- _Exercise_:
If a line in the data holds the string "brown", list it.

___ Input records ___

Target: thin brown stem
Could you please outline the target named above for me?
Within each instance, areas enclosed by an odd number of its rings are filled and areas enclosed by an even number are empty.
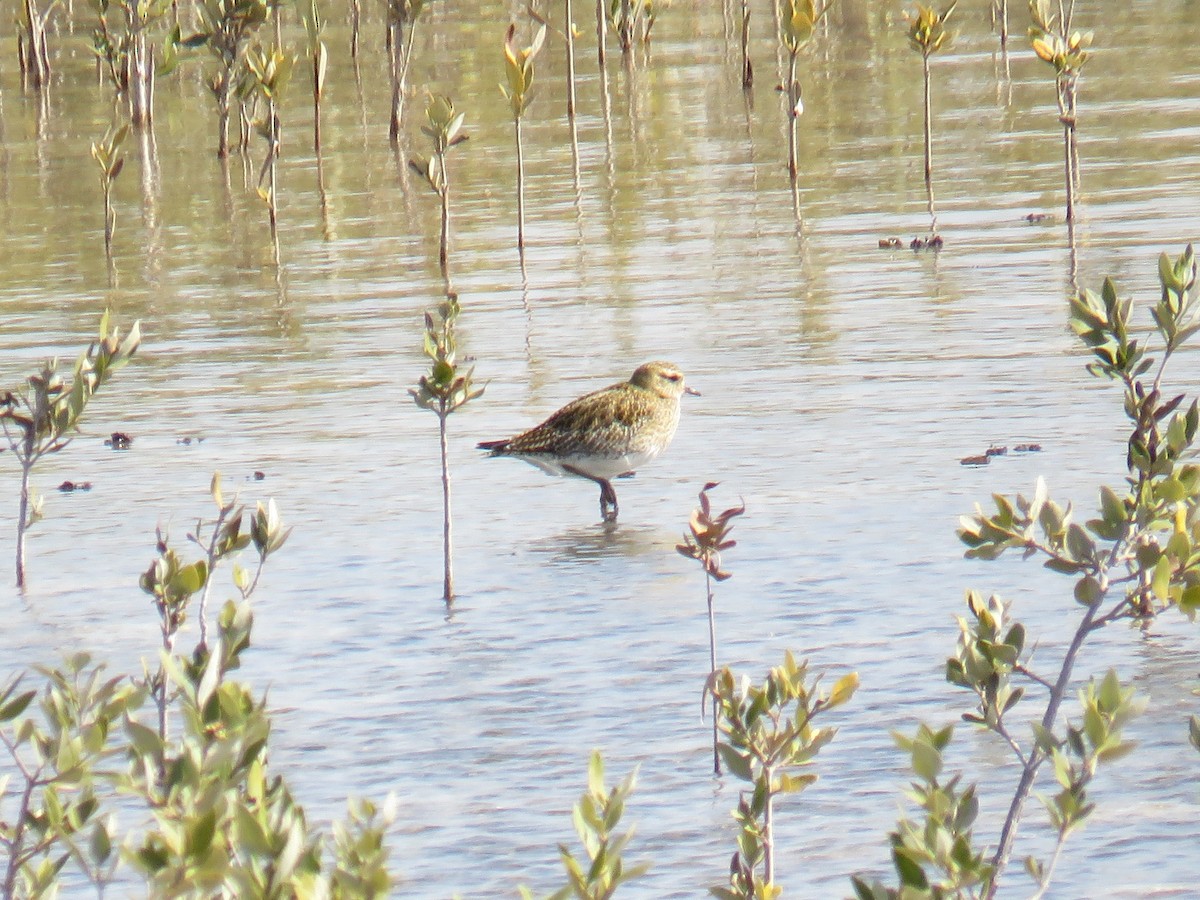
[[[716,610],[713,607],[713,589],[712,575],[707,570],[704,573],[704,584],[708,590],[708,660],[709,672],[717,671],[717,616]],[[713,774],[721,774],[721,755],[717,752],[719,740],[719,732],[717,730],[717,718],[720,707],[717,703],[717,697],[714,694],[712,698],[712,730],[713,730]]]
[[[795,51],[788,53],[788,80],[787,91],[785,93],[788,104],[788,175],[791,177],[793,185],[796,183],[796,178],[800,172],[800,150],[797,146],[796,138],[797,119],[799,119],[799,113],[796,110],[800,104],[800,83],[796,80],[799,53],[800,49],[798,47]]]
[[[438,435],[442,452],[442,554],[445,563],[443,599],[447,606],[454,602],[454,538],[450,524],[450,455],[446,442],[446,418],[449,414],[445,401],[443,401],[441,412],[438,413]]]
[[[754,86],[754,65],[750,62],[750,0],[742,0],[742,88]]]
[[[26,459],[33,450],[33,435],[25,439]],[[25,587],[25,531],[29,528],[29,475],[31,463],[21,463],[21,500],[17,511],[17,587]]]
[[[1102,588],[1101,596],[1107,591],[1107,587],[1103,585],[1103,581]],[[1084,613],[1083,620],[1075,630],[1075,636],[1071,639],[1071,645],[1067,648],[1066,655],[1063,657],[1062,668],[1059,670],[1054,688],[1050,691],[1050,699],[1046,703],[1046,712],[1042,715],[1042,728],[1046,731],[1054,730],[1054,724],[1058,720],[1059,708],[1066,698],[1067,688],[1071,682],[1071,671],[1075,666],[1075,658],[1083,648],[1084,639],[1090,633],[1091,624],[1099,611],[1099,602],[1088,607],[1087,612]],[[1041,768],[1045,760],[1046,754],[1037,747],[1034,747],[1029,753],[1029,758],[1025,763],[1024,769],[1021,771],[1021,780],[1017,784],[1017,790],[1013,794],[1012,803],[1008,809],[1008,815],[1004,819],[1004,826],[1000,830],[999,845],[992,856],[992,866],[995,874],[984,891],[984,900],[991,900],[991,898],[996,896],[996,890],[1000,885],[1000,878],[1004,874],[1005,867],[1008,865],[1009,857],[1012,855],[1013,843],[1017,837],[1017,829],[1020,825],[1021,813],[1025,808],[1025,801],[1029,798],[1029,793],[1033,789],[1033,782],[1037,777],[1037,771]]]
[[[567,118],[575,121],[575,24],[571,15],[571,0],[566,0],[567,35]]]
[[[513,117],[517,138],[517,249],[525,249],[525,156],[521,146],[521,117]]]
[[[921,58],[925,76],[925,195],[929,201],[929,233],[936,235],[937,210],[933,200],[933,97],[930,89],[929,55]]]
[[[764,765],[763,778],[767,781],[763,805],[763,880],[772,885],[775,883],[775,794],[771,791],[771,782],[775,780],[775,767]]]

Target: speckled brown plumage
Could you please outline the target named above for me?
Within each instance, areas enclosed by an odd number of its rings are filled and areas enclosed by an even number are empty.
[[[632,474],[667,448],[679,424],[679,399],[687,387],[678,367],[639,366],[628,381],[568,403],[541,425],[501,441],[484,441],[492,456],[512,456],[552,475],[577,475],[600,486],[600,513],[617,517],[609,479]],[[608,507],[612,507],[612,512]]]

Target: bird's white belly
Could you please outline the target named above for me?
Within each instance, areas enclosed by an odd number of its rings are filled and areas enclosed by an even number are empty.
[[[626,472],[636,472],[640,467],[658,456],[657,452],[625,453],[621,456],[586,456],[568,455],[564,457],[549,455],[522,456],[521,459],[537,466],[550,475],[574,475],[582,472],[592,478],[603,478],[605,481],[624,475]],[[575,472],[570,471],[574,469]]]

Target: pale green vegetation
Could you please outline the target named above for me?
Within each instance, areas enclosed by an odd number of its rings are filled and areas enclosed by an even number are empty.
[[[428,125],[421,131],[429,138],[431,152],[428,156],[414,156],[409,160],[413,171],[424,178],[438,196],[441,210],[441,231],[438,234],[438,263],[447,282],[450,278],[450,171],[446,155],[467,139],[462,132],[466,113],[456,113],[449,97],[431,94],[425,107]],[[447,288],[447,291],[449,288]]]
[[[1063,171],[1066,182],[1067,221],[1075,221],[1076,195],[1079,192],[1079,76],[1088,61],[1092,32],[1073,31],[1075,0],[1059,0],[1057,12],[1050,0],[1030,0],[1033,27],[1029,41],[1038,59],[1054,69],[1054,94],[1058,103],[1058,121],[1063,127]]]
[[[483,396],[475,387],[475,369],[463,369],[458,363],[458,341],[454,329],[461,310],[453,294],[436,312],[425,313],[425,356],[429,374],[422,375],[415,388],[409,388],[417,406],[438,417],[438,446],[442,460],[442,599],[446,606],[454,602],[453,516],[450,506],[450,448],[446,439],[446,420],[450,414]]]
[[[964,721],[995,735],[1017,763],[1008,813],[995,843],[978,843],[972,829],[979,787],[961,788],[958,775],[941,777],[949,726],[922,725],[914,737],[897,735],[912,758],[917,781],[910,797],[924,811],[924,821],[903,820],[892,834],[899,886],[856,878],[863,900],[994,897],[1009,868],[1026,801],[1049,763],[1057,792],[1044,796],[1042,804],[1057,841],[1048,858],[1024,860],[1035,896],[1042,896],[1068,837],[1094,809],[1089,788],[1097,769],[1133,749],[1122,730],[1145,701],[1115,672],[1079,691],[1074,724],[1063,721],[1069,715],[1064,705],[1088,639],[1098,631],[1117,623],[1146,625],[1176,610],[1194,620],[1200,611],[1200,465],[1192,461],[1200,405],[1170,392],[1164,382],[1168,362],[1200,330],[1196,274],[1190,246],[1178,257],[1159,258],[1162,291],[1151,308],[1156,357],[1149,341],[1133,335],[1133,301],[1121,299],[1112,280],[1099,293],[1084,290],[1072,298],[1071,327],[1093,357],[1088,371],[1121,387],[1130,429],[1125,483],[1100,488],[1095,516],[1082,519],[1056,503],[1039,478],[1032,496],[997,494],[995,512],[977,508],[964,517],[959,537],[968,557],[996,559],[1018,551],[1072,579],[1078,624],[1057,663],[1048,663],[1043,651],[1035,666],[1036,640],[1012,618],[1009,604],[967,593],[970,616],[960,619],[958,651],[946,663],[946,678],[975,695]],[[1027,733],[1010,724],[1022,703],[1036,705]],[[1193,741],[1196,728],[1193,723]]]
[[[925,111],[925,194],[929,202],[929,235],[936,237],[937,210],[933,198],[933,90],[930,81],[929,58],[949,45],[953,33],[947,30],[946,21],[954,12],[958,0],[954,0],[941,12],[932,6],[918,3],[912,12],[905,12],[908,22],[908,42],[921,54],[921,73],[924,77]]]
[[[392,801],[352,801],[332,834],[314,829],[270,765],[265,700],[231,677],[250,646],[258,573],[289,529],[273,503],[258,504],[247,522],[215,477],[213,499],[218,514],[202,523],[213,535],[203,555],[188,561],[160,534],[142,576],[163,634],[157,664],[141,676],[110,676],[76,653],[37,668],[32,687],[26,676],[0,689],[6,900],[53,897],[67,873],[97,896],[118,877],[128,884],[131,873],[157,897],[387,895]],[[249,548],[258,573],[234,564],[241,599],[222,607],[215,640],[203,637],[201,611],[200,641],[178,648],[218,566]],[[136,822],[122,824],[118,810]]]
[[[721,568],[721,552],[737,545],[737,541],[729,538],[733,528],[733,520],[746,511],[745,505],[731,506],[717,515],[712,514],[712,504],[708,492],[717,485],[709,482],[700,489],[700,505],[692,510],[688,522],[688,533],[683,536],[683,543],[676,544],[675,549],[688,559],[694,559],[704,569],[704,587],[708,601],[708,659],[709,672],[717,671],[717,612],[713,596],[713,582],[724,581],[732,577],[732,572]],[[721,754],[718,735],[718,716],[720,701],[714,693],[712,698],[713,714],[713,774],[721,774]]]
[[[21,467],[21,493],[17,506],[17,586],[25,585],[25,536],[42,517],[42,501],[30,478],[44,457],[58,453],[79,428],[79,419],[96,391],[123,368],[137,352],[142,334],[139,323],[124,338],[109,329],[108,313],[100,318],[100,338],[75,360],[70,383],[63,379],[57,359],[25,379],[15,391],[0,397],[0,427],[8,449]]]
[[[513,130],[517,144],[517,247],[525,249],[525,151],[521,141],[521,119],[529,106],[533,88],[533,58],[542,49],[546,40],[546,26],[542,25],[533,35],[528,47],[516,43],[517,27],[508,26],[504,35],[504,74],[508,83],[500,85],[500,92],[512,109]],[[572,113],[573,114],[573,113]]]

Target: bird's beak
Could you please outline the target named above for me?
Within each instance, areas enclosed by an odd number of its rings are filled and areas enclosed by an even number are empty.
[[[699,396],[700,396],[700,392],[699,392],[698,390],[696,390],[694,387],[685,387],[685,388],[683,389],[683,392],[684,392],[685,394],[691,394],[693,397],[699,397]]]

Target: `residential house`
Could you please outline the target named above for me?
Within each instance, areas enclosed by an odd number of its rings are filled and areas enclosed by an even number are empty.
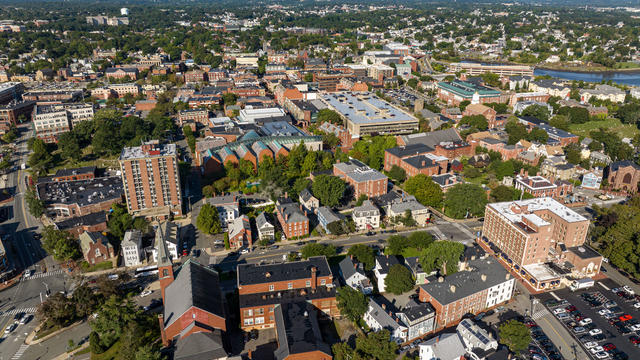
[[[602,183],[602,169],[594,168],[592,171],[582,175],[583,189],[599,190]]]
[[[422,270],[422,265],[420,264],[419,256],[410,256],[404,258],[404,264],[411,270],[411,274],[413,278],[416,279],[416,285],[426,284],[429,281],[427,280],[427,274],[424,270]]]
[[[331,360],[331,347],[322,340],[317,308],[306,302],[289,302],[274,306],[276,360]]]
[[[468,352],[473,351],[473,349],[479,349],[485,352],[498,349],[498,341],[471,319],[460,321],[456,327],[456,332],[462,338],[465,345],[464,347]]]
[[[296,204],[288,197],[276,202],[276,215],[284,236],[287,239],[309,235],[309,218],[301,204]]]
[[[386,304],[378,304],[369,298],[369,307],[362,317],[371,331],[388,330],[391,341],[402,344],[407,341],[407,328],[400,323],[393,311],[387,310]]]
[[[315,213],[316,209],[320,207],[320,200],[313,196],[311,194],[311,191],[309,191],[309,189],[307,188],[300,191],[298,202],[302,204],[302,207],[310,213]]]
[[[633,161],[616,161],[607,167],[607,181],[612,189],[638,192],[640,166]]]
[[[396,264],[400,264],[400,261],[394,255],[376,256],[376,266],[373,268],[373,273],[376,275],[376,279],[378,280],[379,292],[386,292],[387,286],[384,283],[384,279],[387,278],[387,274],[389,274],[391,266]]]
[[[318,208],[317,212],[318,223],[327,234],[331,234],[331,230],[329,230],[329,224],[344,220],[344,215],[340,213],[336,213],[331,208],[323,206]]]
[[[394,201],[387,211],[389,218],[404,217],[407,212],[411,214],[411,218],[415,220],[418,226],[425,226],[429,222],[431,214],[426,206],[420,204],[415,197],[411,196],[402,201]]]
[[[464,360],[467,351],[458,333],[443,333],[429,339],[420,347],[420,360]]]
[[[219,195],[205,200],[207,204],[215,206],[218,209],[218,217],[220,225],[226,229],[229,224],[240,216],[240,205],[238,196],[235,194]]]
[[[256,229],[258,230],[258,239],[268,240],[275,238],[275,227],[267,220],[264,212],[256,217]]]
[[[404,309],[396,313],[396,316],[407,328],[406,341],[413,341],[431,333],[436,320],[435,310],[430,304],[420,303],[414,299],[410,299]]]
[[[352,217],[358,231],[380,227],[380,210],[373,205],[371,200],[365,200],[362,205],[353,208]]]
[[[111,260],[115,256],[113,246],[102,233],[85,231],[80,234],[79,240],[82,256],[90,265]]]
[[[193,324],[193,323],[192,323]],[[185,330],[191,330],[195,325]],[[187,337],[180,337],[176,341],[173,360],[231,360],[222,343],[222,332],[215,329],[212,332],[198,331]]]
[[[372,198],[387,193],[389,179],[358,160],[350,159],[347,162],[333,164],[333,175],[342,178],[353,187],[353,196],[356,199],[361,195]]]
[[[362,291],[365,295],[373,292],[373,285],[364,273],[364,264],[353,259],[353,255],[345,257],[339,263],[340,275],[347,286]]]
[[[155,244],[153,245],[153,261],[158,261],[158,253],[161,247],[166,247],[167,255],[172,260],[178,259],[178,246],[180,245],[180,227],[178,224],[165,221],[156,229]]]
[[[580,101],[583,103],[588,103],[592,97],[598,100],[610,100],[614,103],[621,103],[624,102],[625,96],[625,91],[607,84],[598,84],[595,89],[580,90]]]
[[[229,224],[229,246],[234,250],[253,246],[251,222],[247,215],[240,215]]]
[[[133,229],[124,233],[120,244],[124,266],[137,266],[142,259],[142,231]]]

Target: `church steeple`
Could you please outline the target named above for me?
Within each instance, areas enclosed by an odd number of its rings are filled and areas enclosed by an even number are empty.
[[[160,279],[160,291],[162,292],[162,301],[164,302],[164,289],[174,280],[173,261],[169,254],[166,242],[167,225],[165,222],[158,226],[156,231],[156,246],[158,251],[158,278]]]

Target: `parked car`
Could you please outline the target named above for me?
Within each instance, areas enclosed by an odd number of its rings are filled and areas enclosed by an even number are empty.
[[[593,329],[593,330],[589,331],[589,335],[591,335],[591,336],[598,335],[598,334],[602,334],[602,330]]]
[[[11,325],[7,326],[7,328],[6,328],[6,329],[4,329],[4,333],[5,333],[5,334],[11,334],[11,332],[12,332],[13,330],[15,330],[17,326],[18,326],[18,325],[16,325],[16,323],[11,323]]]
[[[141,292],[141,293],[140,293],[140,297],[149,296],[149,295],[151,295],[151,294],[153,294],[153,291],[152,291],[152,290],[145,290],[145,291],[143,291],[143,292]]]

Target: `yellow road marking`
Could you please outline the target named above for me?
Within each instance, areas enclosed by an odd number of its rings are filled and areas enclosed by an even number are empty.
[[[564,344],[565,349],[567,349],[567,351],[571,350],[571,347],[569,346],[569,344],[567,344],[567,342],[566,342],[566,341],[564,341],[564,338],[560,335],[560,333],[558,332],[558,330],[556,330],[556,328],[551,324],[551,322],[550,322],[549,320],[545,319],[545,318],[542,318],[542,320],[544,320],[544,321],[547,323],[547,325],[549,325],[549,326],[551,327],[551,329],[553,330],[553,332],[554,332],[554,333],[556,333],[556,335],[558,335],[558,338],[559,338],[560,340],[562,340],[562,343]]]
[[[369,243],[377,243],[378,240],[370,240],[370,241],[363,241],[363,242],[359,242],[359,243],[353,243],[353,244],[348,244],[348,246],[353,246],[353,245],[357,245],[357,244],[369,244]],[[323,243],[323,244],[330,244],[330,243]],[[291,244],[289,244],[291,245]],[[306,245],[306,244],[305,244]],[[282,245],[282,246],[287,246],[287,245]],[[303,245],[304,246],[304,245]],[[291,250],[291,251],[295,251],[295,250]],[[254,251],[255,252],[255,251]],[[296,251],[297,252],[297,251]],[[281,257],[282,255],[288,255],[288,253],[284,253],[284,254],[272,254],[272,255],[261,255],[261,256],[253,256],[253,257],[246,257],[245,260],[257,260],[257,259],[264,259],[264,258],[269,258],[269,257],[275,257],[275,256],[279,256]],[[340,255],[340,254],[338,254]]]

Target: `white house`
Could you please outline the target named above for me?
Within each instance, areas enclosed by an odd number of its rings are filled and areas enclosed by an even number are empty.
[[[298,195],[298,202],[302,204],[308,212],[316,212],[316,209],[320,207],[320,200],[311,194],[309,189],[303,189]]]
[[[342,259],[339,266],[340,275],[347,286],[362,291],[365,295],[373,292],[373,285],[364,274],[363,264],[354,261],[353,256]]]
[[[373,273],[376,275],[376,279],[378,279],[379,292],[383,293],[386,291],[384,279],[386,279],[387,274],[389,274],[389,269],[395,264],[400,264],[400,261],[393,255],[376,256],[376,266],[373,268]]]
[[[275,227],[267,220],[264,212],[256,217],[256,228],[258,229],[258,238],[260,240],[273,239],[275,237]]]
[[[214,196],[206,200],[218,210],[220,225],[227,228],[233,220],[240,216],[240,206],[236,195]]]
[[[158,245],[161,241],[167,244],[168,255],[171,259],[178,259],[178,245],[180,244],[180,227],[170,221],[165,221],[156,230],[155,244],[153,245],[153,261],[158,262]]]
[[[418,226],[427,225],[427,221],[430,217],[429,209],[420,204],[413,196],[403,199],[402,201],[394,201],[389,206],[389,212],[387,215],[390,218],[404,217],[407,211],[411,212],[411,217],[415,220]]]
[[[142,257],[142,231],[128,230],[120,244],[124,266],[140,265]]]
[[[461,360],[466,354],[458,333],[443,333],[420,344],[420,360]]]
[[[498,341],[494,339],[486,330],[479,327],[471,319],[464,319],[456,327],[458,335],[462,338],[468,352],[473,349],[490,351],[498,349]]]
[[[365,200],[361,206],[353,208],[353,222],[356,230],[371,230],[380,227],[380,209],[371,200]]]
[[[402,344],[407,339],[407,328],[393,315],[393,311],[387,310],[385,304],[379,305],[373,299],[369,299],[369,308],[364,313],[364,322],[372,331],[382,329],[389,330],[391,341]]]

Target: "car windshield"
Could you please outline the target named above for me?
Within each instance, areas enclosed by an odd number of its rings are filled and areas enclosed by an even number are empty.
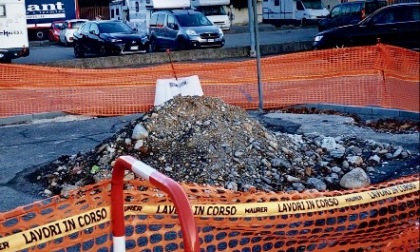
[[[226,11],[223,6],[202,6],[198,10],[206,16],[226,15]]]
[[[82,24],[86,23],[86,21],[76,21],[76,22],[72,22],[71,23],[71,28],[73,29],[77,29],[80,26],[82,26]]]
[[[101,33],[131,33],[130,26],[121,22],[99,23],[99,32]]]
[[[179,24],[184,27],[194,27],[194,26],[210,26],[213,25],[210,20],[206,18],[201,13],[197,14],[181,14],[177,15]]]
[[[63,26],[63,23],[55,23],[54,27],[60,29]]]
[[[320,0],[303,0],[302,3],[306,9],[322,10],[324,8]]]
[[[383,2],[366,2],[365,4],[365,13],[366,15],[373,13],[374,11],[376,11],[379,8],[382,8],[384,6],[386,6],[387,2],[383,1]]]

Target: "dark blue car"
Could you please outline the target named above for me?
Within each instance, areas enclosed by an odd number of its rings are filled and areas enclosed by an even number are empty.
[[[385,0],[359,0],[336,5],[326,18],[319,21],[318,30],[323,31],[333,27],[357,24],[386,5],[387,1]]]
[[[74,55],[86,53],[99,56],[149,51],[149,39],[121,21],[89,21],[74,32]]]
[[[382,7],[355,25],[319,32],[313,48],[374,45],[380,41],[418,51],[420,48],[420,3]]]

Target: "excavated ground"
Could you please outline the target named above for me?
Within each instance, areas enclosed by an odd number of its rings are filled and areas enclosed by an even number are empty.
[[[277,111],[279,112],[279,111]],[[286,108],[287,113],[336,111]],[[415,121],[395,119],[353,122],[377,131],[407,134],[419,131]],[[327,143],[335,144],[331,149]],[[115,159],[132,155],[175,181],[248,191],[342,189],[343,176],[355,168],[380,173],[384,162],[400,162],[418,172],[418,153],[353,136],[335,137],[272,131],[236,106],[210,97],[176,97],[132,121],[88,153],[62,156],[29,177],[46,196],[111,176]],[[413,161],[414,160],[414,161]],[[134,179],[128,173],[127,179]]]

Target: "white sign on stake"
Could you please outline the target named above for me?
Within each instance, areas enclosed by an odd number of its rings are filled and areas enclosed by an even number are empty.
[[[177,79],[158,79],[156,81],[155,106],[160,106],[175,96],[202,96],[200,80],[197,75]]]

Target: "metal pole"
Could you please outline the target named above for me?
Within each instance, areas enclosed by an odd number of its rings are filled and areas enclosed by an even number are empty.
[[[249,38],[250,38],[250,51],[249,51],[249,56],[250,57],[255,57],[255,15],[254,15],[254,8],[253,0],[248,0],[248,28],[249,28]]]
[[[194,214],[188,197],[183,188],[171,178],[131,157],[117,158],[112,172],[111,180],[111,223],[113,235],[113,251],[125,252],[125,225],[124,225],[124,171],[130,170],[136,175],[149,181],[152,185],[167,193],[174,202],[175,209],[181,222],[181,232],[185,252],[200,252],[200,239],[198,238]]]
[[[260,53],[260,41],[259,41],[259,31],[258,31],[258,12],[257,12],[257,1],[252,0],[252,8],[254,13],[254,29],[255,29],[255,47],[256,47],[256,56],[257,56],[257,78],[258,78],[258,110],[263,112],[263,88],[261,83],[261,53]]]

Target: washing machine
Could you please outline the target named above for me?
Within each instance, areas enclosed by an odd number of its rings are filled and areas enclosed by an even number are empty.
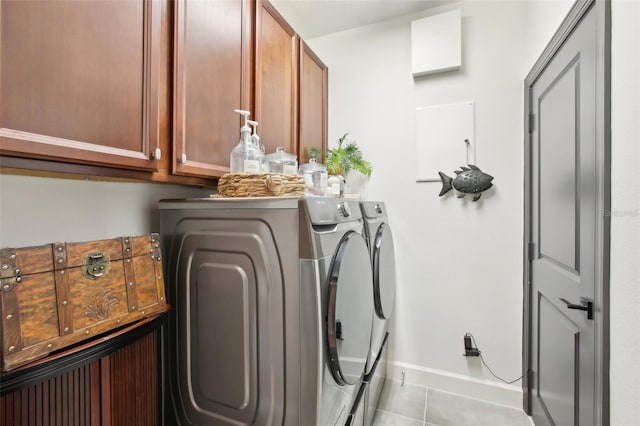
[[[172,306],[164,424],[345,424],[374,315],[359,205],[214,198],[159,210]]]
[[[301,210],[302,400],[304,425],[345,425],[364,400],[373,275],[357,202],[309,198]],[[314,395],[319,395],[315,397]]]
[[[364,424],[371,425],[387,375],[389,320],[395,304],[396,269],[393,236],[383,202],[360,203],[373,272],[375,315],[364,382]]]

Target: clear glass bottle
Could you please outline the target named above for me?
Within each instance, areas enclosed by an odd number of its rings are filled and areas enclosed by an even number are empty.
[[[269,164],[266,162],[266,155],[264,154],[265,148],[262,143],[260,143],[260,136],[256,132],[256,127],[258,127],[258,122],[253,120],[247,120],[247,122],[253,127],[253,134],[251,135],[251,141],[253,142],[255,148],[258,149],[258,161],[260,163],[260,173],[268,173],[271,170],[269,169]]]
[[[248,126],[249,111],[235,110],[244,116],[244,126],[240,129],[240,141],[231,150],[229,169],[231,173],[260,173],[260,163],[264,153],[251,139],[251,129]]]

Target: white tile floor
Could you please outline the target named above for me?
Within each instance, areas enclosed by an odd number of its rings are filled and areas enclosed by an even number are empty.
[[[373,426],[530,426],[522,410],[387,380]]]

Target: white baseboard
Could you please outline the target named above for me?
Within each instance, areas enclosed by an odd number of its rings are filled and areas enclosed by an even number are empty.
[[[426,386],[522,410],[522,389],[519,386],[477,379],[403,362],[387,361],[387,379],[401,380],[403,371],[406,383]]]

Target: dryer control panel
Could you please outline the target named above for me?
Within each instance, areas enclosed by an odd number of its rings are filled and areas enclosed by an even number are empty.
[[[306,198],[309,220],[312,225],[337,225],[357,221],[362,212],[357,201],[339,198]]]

___

- _Completed task_:
Target: thin brown stem
Target: speckled brown plumage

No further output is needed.